> **Supplied records**:

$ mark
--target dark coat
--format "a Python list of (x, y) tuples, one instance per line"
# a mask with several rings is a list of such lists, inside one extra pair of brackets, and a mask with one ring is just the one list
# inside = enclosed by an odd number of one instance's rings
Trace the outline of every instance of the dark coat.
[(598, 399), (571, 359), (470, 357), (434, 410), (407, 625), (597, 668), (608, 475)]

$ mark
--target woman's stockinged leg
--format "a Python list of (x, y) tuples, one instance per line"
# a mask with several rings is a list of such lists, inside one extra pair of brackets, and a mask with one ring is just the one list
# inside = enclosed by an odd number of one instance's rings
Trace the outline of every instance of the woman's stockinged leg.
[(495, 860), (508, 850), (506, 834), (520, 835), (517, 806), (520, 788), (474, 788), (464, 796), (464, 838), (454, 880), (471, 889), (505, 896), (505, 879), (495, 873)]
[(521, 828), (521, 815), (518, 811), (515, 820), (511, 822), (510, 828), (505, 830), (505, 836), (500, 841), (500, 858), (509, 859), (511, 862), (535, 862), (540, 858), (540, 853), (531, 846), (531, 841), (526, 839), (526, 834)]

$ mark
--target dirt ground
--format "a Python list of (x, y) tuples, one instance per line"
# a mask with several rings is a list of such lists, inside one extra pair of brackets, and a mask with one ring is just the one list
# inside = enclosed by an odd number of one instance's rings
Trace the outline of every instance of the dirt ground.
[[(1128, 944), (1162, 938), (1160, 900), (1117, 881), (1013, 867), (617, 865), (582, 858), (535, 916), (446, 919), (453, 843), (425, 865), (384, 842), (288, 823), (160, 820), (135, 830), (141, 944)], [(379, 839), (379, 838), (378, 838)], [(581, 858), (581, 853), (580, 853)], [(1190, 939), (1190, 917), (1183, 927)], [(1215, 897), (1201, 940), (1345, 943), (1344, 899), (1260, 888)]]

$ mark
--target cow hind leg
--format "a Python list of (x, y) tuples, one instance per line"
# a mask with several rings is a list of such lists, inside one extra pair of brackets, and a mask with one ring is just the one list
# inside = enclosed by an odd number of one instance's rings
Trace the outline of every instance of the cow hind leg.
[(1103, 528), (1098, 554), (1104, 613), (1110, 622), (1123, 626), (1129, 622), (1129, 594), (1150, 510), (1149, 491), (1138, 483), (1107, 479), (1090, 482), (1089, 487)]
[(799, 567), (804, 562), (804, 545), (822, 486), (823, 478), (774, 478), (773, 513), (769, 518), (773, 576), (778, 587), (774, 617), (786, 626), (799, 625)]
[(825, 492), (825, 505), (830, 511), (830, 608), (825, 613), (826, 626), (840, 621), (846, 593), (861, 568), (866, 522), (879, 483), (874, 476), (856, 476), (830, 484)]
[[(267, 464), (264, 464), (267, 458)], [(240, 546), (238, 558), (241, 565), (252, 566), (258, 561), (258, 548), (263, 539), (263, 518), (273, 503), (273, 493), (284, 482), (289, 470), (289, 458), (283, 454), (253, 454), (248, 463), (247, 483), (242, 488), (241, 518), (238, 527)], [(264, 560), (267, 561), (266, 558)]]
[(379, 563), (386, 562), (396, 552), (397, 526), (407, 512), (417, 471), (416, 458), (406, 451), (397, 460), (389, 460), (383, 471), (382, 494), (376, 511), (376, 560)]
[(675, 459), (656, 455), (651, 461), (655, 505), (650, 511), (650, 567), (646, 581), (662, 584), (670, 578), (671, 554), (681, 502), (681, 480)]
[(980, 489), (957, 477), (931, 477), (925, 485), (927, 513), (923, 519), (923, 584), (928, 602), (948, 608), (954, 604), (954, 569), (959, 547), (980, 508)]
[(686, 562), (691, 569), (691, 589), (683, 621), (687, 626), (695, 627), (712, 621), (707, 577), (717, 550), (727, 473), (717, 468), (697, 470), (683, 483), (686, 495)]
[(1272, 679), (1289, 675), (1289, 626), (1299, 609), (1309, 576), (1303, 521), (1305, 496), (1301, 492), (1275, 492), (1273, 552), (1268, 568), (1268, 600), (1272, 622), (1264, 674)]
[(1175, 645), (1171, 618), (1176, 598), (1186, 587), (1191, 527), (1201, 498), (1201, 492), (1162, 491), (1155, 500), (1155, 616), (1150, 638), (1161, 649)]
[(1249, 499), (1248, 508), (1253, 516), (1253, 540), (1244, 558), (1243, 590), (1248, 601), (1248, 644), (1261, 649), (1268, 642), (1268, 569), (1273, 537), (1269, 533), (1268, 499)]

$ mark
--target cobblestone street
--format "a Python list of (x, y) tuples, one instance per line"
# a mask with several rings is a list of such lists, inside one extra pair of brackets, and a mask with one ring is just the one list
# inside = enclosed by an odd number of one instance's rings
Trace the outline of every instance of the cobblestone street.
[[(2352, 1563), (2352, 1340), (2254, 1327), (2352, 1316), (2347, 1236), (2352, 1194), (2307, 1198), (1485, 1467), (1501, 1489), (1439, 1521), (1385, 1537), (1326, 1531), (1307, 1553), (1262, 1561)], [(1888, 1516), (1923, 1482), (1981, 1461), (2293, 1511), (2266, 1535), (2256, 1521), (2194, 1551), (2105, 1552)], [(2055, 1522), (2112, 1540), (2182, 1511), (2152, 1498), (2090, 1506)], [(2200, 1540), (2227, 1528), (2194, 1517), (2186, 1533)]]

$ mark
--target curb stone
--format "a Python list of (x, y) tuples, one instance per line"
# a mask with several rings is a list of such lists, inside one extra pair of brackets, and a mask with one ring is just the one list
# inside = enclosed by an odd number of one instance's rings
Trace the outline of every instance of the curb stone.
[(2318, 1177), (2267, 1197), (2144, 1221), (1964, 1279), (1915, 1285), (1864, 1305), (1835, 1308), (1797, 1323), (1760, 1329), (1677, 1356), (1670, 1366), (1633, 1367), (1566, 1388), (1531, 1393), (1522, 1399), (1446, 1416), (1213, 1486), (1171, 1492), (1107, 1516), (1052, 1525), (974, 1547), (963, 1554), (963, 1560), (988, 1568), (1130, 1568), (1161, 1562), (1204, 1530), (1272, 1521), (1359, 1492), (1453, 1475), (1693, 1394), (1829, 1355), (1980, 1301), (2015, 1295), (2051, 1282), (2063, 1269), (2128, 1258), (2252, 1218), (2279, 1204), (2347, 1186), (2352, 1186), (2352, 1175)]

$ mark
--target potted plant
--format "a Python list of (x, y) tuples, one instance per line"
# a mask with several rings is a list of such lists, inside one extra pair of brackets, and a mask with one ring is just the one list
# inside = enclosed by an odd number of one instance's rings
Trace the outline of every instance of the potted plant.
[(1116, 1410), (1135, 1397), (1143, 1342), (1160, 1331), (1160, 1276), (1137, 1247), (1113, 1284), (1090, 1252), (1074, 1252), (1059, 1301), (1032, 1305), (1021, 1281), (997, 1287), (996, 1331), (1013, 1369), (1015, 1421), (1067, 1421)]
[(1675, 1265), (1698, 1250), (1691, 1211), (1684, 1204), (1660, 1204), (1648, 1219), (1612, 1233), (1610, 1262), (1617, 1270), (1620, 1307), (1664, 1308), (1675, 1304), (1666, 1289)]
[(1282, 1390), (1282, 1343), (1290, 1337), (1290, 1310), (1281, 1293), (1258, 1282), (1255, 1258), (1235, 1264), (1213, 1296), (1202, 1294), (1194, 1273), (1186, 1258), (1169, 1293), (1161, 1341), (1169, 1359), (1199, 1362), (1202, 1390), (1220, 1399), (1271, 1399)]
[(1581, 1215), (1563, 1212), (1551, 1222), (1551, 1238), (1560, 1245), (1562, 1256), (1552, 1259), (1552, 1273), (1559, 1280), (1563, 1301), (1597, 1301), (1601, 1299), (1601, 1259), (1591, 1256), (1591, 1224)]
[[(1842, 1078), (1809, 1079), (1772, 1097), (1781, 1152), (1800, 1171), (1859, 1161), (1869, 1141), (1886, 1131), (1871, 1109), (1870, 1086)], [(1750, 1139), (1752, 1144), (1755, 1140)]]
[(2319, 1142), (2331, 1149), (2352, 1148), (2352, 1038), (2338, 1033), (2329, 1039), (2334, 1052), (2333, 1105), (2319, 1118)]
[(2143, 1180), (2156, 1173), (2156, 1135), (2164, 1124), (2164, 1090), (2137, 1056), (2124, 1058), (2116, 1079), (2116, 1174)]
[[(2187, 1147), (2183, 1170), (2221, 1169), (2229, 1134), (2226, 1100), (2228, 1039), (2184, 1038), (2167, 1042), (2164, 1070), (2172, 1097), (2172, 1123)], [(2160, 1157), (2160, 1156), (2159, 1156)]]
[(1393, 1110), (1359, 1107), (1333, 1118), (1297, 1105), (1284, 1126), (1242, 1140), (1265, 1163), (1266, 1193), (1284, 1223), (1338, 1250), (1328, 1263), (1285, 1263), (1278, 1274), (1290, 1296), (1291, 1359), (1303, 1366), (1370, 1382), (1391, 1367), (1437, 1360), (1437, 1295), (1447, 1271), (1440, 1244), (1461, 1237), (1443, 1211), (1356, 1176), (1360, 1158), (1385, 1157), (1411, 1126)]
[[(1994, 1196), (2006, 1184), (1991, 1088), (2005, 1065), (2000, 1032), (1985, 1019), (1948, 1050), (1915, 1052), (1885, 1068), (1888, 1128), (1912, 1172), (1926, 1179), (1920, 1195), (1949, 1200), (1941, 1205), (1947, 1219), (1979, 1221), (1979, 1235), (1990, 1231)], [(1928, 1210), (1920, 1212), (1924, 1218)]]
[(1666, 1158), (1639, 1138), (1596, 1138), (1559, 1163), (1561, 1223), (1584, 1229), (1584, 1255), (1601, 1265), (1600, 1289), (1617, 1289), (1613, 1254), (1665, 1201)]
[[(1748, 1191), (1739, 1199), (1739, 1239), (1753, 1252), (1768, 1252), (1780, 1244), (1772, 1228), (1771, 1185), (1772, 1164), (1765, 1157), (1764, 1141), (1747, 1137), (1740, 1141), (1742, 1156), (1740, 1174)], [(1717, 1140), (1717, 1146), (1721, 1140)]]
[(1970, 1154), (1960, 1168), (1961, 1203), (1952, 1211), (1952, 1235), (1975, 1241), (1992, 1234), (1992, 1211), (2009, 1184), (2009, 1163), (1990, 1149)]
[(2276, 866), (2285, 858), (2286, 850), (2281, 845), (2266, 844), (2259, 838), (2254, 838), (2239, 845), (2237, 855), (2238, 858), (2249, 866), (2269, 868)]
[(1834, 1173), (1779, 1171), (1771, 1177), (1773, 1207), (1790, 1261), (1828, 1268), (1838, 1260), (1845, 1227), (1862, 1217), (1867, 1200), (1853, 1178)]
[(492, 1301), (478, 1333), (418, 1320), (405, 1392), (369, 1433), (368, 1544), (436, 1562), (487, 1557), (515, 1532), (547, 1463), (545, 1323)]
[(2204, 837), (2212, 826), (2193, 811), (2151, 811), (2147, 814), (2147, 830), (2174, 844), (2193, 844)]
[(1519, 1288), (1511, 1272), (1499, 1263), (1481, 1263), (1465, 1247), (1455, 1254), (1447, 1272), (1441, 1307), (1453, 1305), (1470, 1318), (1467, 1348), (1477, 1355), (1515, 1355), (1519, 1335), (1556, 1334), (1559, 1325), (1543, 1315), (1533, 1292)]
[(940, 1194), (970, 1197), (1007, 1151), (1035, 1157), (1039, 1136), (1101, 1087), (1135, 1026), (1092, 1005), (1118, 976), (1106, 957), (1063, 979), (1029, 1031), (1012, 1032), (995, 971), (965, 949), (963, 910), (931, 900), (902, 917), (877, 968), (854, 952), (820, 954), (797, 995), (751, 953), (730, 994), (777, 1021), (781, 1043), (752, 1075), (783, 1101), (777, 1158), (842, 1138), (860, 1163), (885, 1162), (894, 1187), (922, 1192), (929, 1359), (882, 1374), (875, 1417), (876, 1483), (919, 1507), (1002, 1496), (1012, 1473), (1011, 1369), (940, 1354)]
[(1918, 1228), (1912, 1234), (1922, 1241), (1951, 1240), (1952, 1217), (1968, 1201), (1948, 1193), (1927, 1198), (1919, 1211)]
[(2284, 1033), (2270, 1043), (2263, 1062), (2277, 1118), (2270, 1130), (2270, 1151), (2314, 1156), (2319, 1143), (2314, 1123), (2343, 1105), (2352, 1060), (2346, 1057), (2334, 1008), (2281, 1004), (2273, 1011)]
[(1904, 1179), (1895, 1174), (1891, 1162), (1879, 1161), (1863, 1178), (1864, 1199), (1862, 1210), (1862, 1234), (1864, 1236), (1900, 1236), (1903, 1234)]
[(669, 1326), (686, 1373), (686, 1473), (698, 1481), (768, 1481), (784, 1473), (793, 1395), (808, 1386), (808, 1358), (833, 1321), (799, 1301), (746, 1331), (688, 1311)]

> **Instructions to follow**:
Across the listing above, find all lines where the word "target" is present and copy them.

> **Response to this exercise**:
--target dark coat
--target woman's stockinged leg
--target dirt ground
--target cow hind leg
--target cobblestone street
--target curb stone
--target potted plant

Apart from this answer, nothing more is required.